Едва я успел закончить трапезничать у костра, - в меню ужина, разумеется, опять была только рыба, - погода начала быстро портиться, а ночью по крыше палатки зашуршал дождь, не прекратившийся и утром. Он был несильным, но, когда я, кое-как свернув мокрую палатку, двинулся в сторону Байково, дождь сразу вымочил меня сверху, а высокая, местами по пояс, трава напитала влагой нижнюю часть - брюки и ботинки. Когда я появился в Байково, из одежды у меня была лишь одна сухая вещь – запасные носки, лежащие в непромокаемом пакете.
# # # # #
## Обязательное задание A
Определите, соответствуют ли отрывку о походе под дождём утверждения (i) на ужин была только рыба; (ii) к утру дождь прекратился; (iii) дождь был сильным. Для каждого ответьте «да» или «нет» и приведите точную цитату из отрывка, на которой основан ответ.
# # # # #
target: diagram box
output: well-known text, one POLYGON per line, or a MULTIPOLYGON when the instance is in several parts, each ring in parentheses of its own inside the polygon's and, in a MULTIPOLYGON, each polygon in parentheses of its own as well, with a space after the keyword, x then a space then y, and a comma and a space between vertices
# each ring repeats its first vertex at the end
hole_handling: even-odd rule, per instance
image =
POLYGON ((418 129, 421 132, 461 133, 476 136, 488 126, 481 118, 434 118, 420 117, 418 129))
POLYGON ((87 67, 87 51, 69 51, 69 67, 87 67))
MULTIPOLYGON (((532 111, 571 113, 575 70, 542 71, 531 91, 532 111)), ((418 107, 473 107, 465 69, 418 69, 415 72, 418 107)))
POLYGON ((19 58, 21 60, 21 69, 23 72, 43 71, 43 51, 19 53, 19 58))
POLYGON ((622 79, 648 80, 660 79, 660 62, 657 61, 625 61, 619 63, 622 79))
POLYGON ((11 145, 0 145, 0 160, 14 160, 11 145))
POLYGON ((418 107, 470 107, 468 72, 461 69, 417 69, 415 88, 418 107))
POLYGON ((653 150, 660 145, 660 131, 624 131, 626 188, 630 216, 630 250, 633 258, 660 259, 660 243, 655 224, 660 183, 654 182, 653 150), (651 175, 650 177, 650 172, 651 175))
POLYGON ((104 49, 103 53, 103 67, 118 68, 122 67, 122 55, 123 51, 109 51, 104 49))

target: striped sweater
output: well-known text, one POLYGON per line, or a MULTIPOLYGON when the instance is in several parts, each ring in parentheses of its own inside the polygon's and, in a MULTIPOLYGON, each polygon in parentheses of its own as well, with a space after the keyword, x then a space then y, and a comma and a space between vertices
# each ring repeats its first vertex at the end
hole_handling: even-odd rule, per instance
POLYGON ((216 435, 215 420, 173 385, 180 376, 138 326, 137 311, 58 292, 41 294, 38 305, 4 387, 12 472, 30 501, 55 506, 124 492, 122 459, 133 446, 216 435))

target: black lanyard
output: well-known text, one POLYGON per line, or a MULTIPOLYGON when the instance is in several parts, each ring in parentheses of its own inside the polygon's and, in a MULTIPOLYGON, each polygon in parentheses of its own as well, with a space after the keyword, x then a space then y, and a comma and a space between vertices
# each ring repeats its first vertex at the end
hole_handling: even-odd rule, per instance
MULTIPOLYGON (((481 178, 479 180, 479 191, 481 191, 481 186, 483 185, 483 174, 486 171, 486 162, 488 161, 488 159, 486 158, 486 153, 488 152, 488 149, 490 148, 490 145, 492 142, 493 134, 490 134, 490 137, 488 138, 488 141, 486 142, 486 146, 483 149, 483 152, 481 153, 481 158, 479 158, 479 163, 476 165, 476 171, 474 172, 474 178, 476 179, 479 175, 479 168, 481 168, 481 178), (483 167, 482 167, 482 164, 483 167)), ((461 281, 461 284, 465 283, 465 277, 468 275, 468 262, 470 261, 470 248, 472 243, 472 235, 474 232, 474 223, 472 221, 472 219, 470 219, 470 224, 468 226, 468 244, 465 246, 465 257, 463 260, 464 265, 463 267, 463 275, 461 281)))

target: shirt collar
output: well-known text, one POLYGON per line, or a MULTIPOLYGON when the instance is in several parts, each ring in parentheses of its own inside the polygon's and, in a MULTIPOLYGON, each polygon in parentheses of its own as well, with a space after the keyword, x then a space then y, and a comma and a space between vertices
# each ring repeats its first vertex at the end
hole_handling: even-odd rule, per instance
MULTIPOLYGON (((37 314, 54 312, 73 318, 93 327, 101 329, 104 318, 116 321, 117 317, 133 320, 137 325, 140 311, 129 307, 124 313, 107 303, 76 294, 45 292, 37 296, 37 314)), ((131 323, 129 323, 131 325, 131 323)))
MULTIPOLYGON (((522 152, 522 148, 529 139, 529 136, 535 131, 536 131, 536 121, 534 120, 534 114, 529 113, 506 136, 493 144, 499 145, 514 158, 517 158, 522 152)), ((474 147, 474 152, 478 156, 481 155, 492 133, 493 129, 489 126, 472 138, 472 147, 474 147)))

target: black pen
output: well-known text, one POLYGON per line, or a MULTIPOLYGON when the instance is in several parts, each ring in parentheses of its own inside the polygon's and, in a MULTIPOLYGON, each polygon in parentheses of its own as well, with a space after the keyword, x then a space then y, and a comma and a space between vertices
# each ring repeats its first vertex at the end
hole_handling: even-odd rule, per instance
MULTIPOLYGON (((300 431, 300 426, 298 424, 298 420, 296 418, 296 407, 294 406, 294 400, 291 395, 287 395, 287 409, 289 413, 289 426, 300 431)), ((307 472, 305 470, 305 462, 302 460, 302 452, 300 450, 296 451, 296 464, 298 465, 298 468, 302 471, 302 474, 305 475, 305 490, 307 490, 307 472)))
# # # # #
## Обязательное задание B
Оформите нумерованным списком строки данных, начиная с самого начала строк и заканчивая строкой, содержащей «POLYGON ((104 49, 103», включая обе границы. Пустые строки пропустите.

## Решение задания A
(i) Да: «в меню ужина, разумеется, опять была только рыба».
(ii) Нет: «не прекратившийся и утром».
(iii) Нет: «Он был несильным».

## Решение задания B
1. target: diagram box
2. output: well-known text, one POLYGON per line, or a MULTIPOLYGON when the instance is in several parts, each ring in parentheses of its own inside the polygon's and, in a MULTIPOLYGON, each polygon in parentheses of its own as well, with a space after the keyword, x then a space then y, and a comma and a space between vertices
3. # each ring repeats its first vertex at the end
4. hole_handling: even-odd rule, per instance
5. image =
6. POLYGON ((418 129, 421 132, 461 133, 476 136, 488 126, 481 118, 434 118, 420 117, 418 129))
7. POLYGON ((87 67, 87 51, 69 51, 69 67, 87 67))
8. MULTIPOLYGON (((532 111, 571 113, 575 70, 542 71, 531 91, 532 111)), ((418 107, 473 107, 465 69, 418 69, 415 72, 418 107)))
9. POLYGON ((19 58, 21 60, 21 69, 23 72, 43 71, 43 51, 19 53, 19 58))
10. POLYGON ((622 79, 648 80, 660 79, 660 62, 657 61, 625 61, 619 63, 622 79))
11. POLYGON ((11 145, 0 145, 0 160, 14 160, 11 145))
12. POLYGON ((418 107, 470 107, 468 72, 461 69, 417 69, 415 88, 418 107))
13. POLYGON ((653 150, 660 145, 660 131, 624 131, 626 188, 630 216, 630 250, 633 258, 660 259, 660 243, 655 224, 660 183, 654 182, 653 150), (651 175, 650 177, 650 172, 651 175))
14. POLYGON ((104 49, 103 53, 103 67, 118 68, 122 67, 122 55, 123 51, 109 51, 104 49))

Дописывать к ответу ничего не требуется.